* _REQUIRED WORK_: Look for the line containing "blurred building in the picture above?" in the listing below. Retype that line and every subsequent line through the last one, and only those.

<<<<

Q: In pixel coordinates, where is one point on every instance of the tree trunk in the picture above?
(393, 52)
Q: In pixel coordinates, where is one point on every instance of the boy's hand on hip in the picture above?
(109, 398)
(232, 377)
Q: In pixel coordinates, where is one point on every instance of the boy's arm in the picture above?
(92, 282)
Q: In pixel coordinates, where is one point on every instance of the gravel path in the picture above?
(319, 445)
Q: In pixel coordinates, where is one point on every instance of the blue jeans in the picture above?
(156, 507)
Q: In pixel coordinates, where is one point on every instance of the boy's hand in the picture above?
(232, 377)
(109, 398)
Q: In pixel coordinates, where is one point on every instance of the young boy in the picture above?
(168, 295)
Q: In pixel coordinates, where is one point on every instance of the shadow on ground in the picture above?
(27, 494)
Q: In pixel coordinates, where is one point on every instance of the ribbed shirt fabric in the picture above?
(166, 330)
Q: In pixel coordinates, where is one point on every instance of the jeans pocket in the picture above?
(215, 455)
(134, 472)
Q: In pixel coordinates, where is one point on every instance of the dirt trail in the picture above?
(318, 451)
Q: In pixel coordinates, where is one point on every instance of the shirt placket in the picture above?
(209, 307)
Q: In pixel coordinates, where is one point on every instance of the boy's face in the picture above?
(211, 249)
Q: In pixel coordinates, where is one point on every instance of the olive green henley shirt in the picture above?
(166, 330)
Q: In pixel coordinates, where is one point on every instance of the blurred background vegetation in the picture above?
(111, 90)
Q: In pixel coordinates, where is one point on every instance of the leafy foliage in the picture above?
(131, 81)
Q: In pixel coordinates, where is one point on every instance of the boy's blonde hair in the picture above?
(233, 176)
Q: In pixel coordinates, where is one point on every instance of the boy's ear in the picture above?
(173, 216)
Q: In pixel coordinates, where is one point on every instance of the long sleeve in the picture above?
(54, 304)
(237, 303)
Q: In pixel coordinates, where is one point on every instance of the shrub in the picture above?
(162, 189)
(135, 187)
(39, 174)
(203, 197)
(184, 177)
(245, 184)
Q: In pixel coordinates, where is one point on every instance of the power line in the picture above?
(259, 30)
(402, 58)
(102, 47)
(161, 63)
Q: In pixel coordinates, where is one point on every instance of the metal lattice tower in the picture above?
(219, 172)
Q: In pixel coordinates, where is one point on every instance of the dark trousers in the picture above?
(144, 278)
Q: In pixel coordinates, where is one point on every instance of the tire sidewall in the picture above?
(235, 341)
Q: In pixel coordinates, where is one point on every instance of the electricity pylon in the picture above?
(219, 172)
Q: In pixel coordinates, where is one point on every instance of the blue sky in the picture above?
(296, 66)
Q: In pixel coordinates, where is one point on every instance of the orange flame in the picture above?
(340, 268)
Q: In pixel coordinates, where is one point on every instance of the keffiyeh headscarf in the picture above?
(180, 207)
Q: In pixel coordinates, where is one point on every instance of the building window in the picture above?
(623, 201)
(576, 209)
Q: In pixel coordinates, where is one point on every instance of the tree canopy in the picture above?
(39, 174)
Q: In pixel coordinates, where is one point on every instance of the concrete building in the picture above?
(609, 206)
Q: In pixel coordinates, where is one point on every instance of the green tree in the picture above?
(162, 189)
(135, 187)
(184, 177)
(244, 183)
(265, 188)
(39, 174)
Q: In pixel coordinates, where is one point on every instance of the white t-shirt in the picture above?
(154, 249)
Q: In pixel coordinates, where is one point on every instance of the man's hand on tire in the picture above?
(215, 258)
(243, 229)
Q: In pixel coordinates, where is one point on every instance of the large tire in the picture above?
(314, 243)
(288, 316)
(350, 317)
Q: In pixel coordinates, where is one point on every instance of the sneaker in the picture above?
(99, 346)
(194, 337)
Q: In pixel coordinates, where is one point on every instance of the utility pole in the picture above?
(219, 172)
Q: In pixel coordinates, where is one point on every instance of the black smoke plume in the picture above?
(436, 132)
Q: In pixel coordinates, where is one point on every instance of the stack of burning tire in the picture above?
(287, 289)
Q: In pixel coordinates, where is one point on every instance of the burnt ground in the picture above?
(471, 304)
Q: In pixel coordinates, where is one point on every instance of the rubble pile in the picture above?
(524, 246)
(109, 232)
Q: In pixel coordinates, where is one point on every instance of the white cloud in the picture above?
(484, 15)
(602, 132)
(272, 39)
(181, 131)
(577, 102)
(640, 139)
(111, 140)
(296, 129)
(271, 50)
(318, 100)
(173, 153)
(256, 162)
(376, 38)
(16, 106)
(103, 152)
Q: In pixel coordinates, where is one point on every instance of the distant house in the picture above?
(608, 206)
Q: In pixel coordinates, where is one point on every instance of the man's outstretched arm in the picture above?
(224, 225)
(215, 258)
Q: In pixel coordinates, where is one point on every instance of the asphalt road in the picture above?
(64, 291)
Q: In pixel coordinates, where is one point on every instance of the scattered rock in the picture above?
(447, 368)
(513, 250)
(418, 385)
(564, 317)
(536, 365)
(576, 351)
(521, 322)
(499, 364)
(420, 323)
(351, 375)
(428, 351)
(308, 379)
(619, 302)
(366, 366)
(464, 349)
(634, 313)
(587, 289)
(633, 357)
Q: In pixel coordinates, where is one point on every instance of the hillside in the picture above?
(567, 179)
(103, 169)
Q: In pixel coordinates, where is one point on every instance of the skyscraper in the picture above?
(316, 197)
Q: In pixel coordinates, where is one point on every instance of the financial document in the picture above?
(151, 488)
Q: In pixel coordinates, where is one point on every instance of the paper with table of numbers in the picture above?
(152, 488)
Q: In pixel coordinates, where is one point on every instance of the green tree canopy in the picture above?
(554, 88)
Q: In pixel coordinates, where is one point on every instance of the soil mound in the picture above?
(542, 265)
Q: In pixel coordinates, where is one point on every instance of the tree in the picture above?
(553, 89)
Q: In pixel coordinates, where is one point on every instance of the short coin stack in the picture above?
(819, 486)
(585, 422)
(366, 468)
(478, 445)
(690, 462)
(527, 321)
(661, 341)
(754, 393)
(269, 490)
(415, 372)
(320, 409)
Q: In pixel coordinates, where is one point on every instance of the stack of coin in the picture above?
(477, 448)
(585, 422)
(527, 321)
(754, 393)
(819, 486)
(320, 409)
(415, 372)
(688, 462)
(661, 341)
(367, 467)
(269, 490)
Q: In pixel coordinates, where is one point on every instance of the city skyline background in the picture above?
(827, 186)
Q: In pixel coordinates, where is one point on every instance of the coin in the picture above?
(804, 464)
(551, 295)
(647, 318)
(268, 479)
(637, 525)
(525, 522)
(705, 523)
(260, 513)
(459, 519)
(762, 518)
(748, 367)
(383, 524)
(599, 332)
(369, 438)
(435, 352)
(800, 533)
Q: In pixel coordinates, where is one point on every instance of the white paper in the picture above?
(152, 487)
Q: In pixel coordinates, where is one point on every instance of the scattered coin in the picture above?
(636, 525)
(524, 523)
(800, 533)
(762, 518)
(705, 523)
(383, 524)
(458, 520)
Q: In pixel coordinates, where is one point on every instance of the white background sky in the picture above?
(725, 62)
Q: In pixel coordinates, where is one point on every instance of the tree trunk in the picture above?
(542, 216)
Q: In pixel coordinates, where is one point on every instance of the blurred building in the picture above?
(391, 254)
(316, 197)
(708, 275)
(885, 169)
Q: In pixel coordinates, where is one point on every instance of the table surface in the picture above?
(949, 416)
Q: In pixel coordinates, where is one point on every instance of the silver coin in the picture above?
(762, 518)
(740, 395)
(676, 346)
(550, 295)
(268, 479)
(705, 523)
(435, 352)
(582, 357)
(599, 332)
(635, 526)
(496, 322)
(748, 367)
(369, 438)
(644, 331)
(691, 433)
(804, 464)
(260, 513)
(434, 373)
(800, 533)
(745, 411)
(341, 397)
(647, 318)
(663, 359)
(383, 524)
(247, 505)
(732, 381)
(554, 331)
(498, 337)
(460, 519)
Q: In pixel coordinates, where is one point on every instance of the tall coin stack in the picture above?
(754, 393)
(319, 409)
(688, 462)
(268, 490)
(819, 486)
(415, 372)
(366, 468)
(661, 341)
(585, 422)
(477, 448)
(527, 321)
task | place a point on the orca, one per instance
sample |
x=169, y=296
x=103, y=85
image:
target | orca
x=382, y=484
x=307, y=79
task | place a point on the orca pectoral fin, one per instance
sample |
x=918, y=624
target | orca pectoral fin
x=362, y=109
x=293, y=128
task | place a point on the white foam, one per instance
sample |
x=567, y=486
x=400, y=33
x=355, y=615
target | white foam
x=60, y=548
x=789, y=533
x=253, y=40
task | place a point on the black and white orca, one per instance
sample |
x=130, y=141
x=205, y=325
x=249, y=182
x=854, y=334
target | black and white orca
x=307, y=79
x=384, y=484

>>>>

* _EXERCISE OUTPUT_:
Q: In pixel coordinates, where is one point on every instance of the blurred building in the picture above?
(391, 254)
(316, 197)
(708, 275)
(885, 169)
Q: In pixel coordinates, where is one point on every instance of the table surface in the picture above?
(949, 416)
Q: In pixel coordinates, where is one point on every instance of the silver coin in the picture above?
(762, 518)
(740, 395)
(676, 346)
(550, 295)
(268, 479)
(705, 523)
(435, 352)
(582, 357)
(599, 332)
(635, 526)
(496, 322)
(748, 367)
(369, 438)
(644, 331)
(691, 433)
(804, 464)
(260, 513)
(434, 373)
(800, 533)
(745, 411)
(341, 397)
(647, 318)
(663, 359)
(383, 524)
(247, 505)
(732, 381)
(554, 331)
(498, 337)
(460, 519)
Q: In pixel coordinates, where is one point on every instance of the tall coin stack in the picture above?
(754, 393)
(319, 409)
(688, 462)
(268, 490)
(819, 486)
(415, 372)
(366, 468)
(661, 341)
(585, 422)
(477, 448)
(527, 321)
task | place a point on the orca, one per instance
sample |
x=169, y=296
x=103, y=85
image:
target | orca
x=382, y=484
x=307, y=79
task | place a point on the orca pectoral fin, one per instance
sample |
x=918, y=624
target | orca pectoral fin
x=362, y=109
x=293, y=128
task | place a point on the white foam, one per instance
sample |
x=567, y=486
x=400, y=33
x=355, y=615
target | white foam
x=60, y=548
x=789, y=533
x=253, y=40
task | place a point on the black and white orca, one per instance
sample |
x=130, y=141
x=205, y=325
x=249, y=182
x=854, y=334
target | black and white orca
x=307, y=79
x=384, y=484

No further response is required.